Each record must be retyped word for word.
[[ Records to use, beginning ]]
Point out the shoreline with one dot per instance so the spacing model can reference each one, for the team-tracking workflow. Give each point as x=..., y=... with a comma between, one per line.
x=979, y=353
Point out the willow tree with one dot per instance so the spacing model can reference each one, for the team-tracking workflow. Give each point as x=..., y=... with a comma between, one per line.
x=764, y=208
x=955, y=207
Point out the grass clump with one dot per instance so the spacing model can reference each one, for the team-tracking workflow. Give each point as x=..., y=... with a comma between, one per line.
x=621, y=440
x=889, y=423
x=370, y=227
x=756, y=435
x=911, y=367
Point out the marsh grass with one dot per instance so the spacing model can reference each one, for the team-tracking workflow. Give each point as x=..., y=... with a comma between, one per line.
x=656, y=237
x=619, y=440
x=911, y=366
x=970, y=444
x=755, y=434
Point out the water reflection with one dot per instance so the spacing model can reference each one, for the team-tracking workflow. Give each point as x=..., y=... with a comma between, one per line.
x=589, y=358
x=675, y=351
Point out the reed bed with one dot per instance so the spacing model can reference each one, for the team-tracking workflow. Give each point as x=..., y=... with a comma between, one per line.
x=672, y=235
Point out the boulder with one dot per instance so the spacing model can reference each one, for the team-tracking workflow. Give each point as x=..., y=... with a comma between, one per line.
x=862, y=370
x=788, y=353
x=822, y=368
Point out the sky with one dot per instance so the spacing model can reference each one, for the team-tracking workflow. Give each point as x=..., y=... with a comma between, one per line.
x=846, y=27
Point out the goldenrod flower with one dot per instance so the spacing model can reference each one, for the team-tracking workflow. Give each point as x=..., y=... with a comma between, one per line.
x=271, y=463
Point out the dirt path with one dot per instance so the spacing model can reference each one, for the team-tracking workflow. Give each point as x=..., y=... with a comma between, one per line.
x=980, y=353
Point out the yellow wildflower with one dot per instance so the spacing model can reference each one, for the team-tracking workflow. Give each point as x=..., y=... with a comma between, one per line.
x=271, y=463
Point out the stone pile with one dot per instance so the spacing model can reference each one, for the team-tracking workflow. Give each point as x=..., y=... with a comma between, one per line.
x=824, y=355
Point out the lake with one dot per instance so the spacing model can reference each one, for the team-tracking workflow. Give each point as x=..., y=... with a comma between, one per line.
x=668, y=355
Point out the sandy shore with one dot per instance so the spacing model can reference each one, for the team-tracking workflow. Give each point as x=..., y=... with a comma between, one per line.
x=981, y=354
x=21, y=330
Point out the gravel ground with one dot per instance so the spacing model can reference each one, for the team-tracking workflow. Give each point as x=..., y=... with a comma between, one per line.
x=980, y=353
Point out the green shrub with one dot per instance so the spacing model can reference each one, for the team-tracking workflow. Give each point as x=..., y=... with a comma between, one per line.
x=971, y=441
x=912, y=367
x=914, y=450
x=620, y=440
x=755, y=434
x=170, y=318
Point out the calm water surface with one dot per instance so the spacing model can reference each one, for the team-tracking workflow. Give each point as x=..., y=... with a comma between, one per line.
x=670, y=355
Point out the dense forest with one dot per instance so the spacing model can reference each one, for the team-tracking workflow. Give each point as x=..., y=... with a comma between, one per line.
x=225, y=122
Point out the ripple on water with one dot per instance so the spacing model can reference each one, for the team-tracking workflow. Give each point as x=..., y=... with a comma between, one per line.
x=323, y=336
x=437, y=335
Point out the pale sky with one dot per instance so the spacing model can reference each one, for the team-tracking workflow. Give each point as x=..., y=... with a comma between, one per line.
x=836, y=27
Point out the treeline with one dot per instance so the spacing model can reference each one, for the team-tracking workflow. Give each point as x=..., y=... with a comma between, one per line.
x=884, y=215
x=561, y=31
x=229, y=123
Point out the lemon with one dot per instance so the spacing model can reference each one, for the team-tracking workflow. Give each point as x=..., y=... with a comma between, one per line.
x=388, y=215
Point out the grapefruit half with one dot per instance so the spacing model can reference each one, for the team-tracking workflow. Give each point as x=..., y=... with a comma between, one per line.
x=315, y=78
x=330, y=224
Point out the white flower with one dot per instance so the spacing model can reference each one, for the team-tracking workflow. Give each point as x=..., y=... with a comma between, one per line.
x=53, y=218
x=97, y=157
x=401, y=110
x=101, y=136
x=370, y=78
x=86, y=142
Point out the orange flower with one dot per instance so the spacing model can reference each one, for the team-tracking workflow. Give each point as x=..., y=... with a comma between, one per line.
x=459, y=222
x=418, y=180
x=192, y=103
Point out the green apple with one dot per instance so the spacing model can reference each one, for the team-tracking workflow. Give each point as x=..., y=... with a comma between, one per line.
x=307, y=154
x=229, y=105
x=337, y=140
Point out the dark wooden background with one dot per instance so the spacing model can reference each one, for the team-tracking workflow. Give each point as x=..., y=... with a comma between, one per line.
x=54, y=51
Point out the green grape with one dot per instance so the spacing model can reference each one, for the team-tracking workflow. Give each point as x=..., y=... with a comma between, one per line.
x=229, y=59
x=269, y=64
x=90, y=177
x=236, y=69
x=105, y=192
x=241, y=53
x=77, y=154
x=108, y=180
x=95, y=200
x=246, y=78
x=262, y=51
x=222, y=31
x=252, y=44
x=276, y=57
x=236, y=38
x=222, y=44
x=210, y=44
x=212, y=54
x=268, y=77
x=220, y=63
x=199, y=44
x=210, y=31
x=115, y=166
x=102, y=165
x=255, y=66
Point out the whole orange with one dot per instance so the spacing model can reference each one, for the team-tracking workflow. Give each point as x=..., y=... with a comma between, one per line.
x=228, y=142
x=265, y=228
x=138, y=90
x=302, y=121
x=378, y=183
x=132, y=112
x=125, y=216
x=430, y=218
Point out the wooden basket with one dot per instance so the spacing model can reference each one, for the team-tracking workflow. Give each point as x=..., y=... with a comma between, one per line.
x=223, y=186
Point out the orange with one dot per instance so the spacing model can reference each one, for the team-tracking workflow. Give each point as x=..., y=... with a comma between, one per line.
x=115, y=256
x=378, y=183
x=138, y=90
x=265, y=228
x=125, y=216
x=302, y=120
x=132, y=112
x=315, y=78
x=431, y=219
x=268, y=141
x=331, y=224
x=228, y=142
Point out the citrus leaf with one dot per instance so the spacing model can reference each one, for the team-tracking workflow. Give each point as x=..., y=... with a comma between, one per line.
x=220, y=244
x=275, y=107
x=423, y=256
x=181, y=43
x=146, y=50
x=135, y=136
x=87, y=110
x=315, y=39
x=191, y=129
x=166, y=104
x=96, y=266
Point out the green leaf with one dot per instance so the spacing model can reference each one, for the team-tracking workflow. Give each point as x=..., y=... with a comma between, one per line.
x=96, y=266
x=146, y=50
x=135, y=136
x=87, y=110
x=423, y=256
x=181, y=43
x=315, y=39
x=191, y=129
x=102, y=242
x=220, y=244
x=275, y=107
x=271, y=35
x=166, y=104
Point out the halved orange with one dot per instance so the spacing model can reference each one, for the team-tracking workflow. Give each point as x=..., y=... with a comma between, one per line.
[[ Records to use, end ]]
## Solution for this task
Point out the shoreline with one dot per instance so the spacing model can reference each one, for the team-tracking workflow. Give each point as x=..., y=... with a comma between, one per line.
x=979, y=353
Point out the willow tree with one dot per instance so the spacing model can reference each one, for the team-tracking workflow. Give each point as x=..., y=... with a comma between, one per line.
x=764, y=208
x=955, y=207
Point out the grass clump with one dot per instance so the spacing model can reference each one, for the team-tracking workflow. Give each point as x=..., y=... with a comma between, one per line.
x=621, y=440
x=889, y=423
x=370, y=227
x=756, y=435
x=911, y=367
Point out the marsh grass with one dot per instance so the spacing model can reference each one, for the team-tracking workflow. Give each point as x=..., y=... with a comma between, one per line.
x=656, y=237
x=619, y=440
x=911, y=366
x=970, y=444
x=755, y=434
Point out the water reflection with one dot per instance so the spacing model can reference each one, for the team-tracking workflow. Give each point as x=..., y=... with a comma between, one per line.
x=589, y=358
x=675, y=351
Point out the reed bed with one dot per instance so the spacing model can reference each one, for the team-tracking workflow. Give each point as x=..., y=... with a comma between, one per line.
x=672, y=235
Point out the boulder with one dot per instance so the spacing model can reference each one, for the team-tracking workflow. Give each point as x=..., y=... with a comma between, one per line.
x=862, y=370
x=788, y=353
x=822, y=368
Point out the sky with one dot per instance so the spacing model can reference each one, for the team-tracking workflow. Give each point as x=..., y=... with a comma between, one per line.
x=846, y=27
Point out the goldenrod flower with one dot per instance so the spacing model can reference each one, for the team-tracking workflow. Give each point as x=..., y=... with a comma between, one per line.
x=271, y=463
Point out the dirt path with one dot per instance so the spacing model can reference each one, for the team-tracking workflow. Give each point as x=..., y=... with a comma between, one per line.
x=980, y=353
Point out the yellow wildflower with one dot per instance so the spacing model can reference each one, for the team-tracking workflow. Give each point as x=..., y=... with a comma between, one per line.
x=271, y=463
Point out the stone pile with one dot per instance so the spacing model can reference each one, for the team-tracking workflow. Give each point as x=..., y=... with a comma between, one per line.
x=824, y=355
Point out the lake with one dot per instance so the spacing model can reference each one, for the team-tracking workflow. Give each point as x=..., y=... with a comma between, one per line.
x=668, y=355
Point out the sandy shore with one dot per instance so the spacing model can reference each one, for the team-tracking workflow. Give each point as x=..., y=... with a comma between, one per line.
x=981, y=354
x=21, y=330
Point out the gravel ground with one dot per instance so the spacing model can reference each one, for the team-tracking workflow. Give each point as x=..., y=... with a comma between, one per line.
x=980, y=353
Point out the green shrub with one dot per instance so the spacing model can reference each one, for the team-tracking workflow. Give each point as x=..., y=... with a comma between, one per line.
x=971, y=441
x=912, y=367
x=914, y=450
x=620, y=440
x=755, y=434
x=170, y=318
Point out the calm water surface with one dot per instance so the spacing model can reference each one, for the team-tracking workflow. Give each point as x=..., y=... with a comma between, one per line.
x=670, y=355
Point out the dense forest with one dot per instance so the spacing model can reference each one, for the team-tracking workflow. Give each point as x=..., y=... with a comma between, one per line.
x=225, y=122
Point out the ripple on water with one dot per instance so the spacing model can reference each one, for the team-tracking workflow. Give each point as x=..., y=... with a comma between, one per line.
x=323, y=336
x=437, y=335
Point out the pale sky with one dot per instance so the spacing model can reference each one, for the team-tracking workflow. Give each point as x=..., y=... with a comma between, one per line.
x=836, y=27
Point out the treeline with one dot per instance so the spacing model can reference each one, for the team-tracking workflow. Give each point as x=..., y=... with a comma between, one per line.
x=884, y=215
x=561, y=31
x=229, y=123
Point out the lemon with one dot per instance so the spacing model can reference each one, for the team-tracking workflow. Give each point as x=..., y=... with a comma between, one per line.
x=388, y=215
Point out the grapefruit half with one dot per instance so the spacing model can reference each one, for the team-tracking workflow. Give each point as x=..., y=... with a comma between, one per line.
x=315, y=78
x=330, y=224
Point out the white flower with one dot per instance so the spacing model can reference each one, for the team-tracking workflow. Give each point as x=..., y=... with a comma between, one per line.
x=53, y=218
x=97, y=157
x=401, y=110
x=101, y=136
x=370, y=78
x=86, y=142
Point out the orange flower with one dot per instance so the spacing model can reference each one, for the team-tracking workflow. Give each point as x=..., y=... with a comma between, one per line.
x=459, y=222
x=418, y=180
x=192, y=103
Point out the green apple with one dot per instance so the spacing model can reference each one, for the team-tracking workflow. Give each point as x=..., y=... with a comma between, one per line.
x=307, y=154
x=229, y=105
x=337, y=140
Point out the dark wooden background with one dot per instance so the spacing model can reference each one, for the team-tracking workflow. Give each point as x=..., y=... with a comma between, one per line.
x=54, y=51
Point out the green grape with one dot per instance so the spacing model can reference each one, for the team-tracking workflow. Give each point as x=..., y=... with a comma between, one per line.
x=229, y=59
x=269, y=64
x=90, y=177
x=236, y=69
x=105, y=192
x=241, y=53
x=77, y=154
x=108, y=180
x=95, y=200
x=246, y=78
x=262, y=51
x=222, y=31
x=252, y=44
x=276, y=57
x=236, y=38
x=222, y=44
x=210, y=44
x=212, y=54
x=268, y=77
x=220, y=63
x=199, y=44
x=210, y=31
x=115, y=166
x=102, y=165
x=255, y=66
Point out the whole orange with one dot per instance so the spacing model can reference each one, for the team-tracking workflow. Give each point as x=..., y=... with a comma between, one per line.
x=228, y=142
x=265, y=228
x=138, y=90
x=302, y=121
x=378, y=183
x=132, y=112
x=125, y=216
x=430, y=218
Point out the wooden basket with one dot per instance so the spacing model can reference each one, for the team-tracking workflow. Give each point as x=..., y=... with a comma between, one per line.
x=223, y=186
Point out the orange with one dot per instance so the spacing model can reference each one, for the team-tracking workflow. Give each point as x=..., y=... with a comma between, one per line.
x=115, y=256
x=378, y=183
x=138, y=90
x=265, y=228
x=125, y=216
x=302, y=120
x=132, y=112
x=315, y=78
x=431, y=219
x=268, y=141
x=331, y=224
x=228, y=142
Point out the citrus leaf with one dot per instance so the spacing model can reference each one, for the team-tracking workflow. Give each point as x=..., y=... with a comma between, one per line.
x=220, y=244
x=275, y=107
x=423, y=256
x=181, y=43
x=146, y=50
x=135, y=136
x=87, y=110
x=315, y=39
x=191, y=129
x=166, y=104
x=96, y=266
Point out the green leaf with one dot per instance so the spacing model can reference each one, for the team-tracking workflow. Give each point as x=..., y=... with a comma between, one per line.
x=96, y=266
x=146, y=50
x=135, y=136
x=87, y=110
x=423, y=256
x=181, y=43
x=315, y=39
x=191, y=129
x=102, y=242
x=220, y=244
x=275, y=107
x=271, y=35
x=166, y=104
Point out the halved orange with one dot per instance so the spacing model can reference each one, for the team-tracking workflow. Give each point as x=..., y=... with a comma between, one per line.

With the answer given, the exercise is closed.